Source material:
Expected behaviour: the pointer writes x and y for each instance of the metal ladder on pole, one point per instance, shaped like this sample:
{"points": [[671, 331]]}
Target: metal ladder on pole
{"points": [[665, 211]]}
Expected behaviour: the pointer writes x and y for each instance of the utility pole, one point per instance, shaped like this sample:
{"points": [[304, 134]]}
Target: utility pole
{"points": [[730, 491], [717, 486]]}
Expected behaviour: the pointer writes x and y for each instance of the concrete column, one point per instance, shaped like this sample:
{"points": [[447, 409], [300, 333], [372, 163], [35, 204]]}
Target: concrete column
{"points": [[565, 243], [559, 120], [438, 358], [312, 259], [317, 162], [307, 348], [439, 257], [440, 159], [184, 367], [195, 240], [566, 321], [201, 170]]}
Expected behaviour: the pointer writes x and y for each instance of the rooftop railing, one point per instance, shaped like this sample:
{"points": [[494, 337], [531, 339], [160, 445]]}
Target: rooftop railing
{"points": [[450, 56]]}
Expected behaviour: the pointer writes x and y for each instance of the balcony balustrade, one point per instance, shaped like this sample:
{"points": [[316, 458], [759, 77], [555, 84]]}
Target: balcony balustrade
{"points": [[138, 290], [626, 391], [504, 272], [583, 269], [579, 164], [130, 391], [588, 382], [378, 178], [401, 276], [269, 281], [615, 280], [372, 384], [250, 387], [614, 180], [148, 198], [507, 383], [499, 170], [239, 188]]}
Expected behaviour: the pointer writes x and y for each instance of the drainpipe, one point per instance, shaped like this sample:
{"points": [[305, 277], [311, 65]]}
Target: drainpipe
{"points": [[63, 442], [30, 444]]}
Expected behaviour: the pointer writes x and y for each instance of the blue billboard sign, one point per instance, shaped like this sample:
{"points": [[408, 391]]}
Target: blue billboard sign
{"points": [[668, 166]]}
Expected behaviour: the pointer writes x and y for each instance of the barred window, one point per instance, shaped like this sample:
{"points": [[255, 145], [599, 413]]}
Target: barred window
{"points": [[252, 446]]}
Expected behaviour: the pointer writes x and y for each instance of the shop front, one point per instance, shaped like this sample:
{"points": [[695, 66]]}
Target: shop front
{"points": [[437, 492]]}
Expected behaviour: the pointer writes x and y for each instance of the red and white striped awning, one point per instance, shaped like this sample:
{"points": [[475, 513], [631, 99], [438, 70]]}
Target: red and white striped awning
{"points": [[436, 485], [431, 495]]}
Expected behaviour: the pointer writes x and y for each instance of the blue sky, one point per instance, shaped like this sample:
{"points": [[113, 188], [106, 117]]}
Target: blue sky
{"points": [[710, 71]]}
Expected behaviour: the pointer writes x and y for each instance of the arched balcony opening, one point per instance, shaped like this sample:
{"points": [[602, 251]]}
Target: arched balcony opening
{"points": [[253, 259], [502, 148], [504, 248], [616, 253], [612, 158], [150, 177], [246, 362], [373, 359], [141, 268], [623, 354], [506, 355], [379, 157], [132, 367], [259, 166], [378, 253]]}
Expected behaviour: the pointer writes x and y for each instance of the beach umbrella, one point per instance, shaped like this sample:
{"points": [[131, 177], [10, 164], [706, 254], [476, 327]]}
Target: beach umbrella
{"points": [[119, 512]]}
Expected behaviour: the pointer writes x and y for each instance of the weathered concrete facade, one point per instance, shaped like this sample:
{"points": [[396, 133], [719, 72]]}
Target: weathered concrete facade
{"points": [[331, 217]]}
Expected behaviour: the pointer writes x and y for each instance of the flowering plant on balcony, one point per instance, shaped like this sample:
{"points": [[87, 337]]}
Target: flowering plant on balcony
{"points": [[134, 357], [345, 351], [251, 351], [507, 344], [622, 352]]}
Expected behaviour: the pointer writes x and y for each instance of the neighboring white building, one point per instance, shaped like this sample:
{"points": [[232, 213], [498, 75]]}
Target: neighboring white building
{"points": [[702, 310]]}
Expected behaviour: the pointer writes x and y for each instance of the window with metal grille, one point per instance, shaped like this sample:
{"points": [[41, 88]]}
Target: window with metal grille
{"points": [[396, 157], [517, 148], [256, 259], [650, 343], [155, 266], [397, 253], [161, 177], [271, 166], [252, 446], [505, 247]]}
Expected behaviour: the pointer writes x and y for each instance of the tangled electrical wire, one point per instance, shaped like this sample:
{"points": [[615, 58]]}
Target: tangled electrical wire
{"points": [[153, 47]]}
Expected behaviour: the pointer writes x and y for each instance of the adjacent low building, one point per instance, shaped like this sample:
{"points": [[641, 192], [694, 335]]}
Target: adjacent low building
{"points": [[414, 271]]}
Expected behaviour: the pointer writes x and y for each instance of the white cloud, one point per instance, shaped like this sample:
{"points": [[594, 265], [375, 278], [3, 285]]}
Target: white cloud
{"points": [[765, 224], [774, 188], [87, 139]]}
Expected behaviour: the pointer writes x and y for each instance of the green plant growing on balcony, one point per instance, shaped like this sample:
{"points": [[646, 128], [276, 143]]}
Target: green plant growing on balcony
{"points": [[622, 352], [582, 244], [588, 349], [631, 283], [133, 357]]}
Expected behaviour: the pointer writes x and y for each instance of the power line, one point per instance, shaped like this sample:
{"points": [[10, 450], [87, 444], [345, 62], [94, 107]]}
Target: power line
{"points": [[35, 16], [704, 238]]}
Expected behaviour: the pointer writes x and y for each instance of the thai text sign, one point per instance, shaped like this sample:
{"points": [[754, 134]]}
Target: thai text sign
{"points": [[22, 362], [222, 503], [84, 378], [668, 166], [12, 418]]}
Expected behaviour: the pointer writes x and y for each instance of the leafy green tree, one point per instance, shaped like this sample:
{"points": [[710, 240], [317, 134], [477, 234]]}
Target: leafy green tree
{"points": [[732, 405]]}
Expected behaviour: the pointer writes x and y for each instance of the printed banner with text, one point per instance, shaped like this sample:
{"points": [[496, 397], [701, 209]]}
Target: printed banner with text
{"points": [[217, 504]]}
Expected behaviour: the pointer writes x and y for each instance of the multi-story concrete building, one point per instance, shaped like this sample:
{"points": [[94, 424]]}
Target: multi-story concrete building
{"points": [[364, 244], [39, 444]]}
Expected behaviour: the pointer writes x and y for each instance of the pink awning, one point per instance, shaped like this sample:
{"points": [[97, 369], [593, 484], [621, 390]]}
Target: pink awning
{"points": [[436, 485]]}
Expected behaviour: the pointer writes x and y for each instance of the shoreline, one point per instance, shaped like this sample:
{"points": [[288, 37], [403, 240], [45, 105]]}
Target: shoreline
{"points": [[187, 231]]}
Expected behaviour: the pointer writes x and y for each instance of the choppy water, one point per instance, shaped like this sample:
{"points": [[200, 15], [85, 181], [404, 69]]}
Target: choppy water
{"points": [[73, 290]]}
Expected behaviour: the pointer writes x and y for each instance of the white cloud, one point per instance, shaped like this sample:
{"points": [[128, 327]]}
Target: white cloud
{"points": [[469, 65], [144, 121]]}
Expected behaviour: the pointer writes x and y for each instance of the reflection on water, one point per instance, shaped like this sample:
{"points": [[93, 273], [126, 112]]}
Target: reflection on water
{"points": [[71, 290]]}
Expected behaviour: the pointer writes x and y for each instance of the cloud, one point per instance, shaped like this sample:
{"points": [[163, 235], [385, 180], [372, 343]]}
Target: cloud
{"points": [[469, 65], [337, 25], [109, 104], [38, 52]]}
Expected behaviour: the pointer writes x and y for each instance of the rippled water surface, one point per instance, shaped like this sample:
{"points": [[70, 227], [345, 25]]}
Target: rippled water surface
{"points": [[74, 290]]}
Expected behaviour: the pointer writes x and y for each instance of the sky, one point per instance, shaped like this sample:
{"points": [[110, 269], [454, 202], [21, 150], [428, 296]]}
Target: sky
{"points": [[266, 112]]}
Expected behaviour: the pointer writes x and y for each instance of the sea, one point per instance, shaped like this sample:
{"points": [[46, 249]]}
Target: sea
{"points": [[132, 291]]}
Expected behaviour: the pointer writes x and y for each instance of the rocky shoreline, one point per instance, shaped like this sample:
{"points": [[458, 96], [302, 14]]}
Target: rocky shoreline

Problem to work on: Give the count of lines in the listing that hold the word "rocky", with no other text.

Result of the exercise: 2